# [ARTICLE]
----------

Gun violence has foreign visitors fearful of US

Years ago, on a long distance train ride in India, I asked a young man sitting next to me if he’d ever traveled to the United States. He mentioned a 48-hour layover in Los Angeles so I inquired about his sightseeing–imagining a whirlwind tour of the La Brea Tar Pits and the Hollywood Walk of Fame.
“I stayed in the airport,” he said, “I was afraid of getting shot.”
This very violent month in Seattle has me remembering that conversation. I’ve been preparing to teach a class about American journalism to a group of South Asian students visiting the University of Washington.
In the three weeks it’s taken me to finalize my syllabus two young men were shot and killed on Capitol Hill (one of them, Dwone Anderson-Young, was a recent graduate of the UW Department of Communication where I teach), a shooter at Seattle Pacific University killed one student and wounded two more and a man was arrested for threatening to shoot women on the UW campus.
As all this horror hit the news I wondered about the international students arriving this week to start their program:  Did they know about these recent tragedies? Were they scared? What did they think about coming to a country where the threat of gun violence seems increasingly normal?
“We read about it in the news and my mother freaked out,” says Medha Kohli, 19, of India, referring to the SPU shooting, “We knew that shootings are pretty common at universities in America but then it was happening in Seattle that was very scary for my mother.”
Visiting students from South Asia — seen here visiting The Seattle Times — say the US's reputation for mass shootings looms large in their home countries. (Photo by Catherine Cheng)

Visiting students from South Asia — seen here visiting The Seattle Times — say the US’s reputation for mass shootings looms large in their home countries. (Photo by Catherine Cheng)
Kohli and her classmates have grown up watching American school shootings on TV and they casually rehashed some of the bigger ones (“the one with the Kindergarten students,” “Adam Lanza,” “Virginia Tech”) while navigating new American breakfast foods (the tater tots are popular, the reconstituted scrambled eggs are not).
There are a lot of stereotypes about guns in America clearly perpetuated by Hollywood, from the ubiquitous handgun in the bedside drawer (one student, from Nepal, assumes all Americans have one of these) to references to “cowboy movies.”
But mostly there’s genuine confusion about why guns are so easy to access in the United States.
“We don’t see these kinds of things happen in South Asian countries,” says Dipendra K.C., 24, of Nepal–a country where guns are tightly controlled by the government.
There’s a moment of thought before his classmate, Simran Bhui, 20, of India, pipes up to add, “We have other kinds of terrorism.”

----------

# [EXERCISE 1]
Reproduce the gun violence article word for word, everything from "This very violent" down to "the UW campus.".
# [EXERCISE 2]
In the gun violence article, where did the young man on the train stay during his 48-hour layover in Los Angeles?
# [EXERCISE 3]
Extend the gun violence article, picking up right after its final sentence.
The lines that come next are separate material, not part of the gun violence article.

----------

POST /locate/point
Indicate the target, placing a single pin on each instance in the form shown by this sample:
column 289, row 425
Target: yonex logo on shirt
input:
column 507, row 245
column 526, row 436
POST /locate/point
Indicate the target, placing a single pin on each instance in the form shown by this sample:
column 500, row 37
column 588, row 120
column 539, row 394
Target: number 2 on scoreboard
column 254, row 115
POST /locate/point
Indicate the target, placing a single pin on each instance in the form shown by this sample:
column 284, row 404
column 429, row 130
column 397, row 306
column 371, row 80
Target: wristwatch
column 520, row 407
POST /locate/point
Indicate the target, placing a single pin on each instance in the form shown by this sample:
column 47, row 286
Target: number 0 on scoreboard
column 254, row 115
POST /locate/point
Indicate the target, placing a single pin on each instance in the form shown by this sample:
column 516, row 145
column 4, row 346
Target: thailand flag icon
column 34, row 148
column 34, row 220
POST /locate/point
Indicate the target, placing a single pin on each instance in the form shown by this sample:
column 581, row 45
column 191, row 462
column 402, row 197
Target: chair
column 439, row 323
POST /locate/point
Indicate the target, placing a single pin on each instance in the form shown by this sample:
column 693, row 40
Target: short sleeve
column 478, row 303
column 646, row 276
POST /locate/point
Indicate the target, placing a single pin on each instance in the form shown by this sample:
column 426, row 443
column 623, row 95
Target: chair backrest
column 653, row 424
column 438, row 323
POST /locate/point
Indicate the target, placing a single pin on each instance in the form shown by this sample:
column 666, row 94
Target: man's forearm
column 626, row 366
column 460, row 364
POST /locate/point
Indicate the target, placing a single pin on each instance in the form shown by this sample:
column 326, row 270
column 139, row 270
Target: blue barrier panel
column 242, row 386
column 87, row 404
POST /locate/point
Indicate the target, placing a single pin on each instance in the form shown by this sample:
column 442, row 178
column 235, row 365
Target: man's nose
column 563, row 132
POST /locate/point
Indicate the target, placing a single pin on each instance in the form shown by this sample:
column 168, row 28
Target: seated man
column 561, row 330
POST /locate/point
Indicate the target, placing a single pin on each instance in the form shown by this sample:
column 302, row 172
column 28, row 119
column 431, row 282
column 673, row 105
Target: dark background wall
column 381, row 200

----------

# [RESULT 1]
This very violent month in Seattle has me remembering that conversation. I’ve been preparing to teach a class about American journalism to a group of South Asian students visiting the University of Washington.
In the three weeks it’s taken me to finalize my syllabus two young men were shot and killed on Capitol Hill (one of them, Dwone Anderson-Young, was a recent graduate of the UW Department of Communication where I teach), a shooter at Seattle Pacific University killed one student and wounded two more and a man was arrested for threatening to shoot women on the UW campus.

# [RESULT 2]
He stayed in the airport.

# [RESULT 3]
Terrorism?
Bhui’s use of the word to describe gun violence in America seemed extreme. But it got me thinking about how our sense of fear and awareness of risk is heightened when traveling to a foreign country. It also got me wondering if I’ve become desensitized to violence in my own country.
Maybe Americans are being terrorized by gun violence.
President Obama visits victims of the 2012 movie theater shootings in Aurora, Colorado. (Photo by Pete Souza / The White House)

President Obama visits victims of the 2012 movie theater shootings in Aurora, Colorado. (Photo by Pete Souza / The White House)
“You do think of it,” says Thilini Kahandawaarachchi, 31, of Sri Lanka describing her decision to become a graduate student of International Studies at the University of Washington, “It has happened in so many universities, in so many schools and it keeps on happening…So it’s one of the things that are talked about.”
UW recruiters often hear about concerns over guns in America when in other countries says Kim Lovaas, Associate Director for International Admissions at The UW.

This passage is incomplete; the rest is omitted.